- Work order:
From the entries that follow, pick out all lines holding "tree".

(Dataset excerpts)
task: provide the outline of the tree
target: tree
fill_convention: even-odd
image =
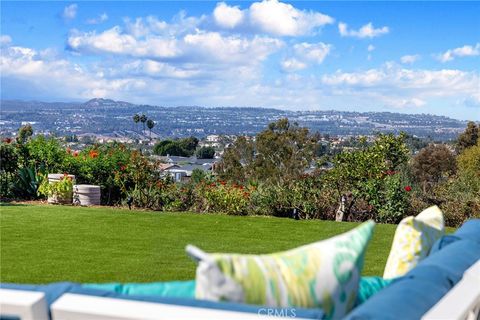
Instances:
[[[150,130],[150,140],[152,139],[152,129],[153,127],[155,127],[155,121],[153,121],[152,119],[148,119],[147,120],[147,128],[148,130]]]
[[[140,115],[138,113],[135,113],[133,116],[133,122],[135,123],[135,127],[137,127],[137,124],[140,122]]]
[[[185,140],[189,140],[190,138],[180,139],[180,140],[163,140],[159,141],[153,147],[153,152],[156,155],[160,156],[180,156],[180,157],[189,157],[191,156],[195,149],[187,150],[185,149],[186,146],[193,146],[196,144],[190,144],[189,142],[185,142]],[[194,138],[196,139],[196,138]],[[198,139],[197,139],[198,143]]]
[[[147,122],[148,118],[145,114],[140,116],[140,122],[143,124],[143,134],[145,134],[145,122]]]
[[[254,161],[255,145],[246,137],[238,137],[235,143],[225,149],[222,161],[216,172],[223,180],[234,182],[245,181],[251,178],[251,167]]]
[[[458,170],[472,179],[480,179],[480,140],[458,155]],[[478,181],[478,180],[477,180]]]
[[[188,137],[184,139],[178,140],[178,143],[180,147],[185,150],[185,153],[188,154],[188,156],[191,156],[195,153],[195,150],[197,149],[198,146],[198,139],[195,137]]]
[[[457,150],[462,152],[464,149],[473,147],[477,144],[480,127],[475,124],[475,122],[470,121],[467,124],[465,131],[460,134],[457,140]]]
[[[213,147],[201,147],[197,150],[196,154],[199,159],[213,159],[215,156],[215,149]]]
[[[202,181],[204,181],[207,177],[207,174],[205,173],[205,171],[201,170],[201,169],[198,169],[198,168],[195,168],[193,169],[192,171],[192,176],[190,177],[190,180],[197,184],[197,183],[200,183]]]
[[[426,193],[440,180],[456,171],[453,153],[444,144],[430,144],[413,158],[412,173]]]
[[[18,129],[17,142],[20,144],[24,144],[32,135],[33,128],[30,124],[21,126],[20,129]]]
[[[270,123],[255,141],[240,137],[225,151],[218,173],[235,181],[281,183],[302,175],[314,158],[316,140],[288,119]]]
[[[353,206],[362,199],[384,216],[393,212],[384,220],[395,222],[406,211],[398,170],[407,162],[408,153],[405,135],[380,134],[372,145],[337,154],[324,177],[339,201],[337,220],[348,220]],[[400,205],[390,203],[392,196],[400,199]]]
--
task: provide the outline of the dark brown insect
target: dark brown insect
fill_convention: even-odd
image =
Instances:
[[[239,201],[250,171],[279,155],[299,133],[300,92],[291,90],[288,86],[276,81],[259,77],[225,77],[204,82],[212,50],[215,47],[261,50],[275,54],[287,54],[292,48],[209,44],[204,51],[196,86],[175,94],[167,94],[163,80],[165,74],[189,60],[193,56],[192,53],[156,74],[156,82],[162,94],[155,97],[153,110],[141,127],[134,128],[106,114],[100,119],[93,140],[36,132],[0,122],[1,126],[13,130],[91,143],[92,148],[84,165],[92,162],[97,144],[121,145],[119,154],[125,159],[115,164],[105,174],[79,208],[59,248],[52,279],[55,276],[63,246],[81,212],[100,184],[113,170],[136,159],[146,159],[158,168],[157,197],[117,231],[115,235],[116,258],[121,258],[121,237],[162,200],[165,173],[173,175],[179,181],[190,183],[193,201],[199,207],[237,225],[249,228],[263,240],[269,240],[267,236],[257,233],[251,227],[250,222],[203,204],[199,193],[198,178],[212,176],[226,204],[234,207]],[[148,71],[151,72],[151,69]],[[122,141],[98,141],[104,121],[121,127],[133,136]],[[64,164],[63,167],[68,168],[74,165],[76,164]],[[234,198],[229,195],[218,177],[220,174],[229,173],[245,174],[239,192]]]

- Solution to this task:
task: provide the outline of the tree
target: tree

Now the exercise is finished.